Task prompt: Return a copy of every line in the data below that contains "wall".
··· Supplied material
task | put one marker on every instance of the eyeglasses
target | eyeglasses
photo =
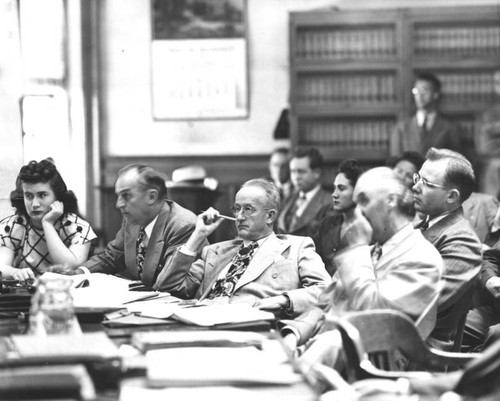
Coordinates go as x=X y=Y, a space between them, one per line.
x=246 y=210
x=425 y=183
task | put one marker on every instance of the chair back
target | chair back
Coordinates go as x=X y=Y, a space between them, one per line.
x=455 y=316
x=393 y=342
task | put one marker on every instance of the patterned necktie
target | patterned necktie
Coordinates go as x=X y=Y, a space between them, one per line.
x=376 y=253
x=224 y=287
x=291 y=217
x=424 y=224
x=140 y=248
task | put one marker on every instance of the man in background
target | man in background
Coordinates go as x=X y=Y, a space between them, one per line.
x=309 y=204
x=427 y=128
x=279 y=172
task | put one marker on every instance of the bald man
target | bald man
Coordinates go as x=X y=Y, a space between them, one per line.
x=401 y=271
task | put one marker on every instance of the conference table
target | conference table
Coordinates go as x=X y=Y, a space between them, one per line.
x=163 y=373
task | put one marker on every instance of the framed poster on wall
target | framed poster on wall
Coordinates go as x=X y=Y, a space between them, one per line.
x=199 y=59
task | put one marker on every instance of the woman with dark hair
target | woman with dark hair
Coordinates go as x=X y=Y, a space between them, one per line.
x=333 y=227
x=46 y=228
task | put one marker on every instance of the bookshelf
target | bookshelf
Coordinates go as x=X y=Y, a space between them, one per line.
x=352 y=73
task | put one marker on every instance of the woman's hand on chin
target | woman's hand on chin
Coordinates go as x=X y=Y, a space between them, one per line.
x=56 y=211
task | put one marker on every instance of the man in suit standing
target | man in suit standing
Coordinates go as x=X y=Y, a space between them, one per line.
x=305 y=209
x=260 y=268
x=401 y=271
x=444 y=182
x=427 y=128
x=279 y=172
x=152 y=228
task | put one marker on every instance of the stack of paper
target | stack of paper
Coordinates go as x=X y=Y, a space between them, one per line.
x=150 y=340
x=201 y=366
······
Result for this task:
task | put one marker on every instance of the framed poster on wall
target | framed poster on wall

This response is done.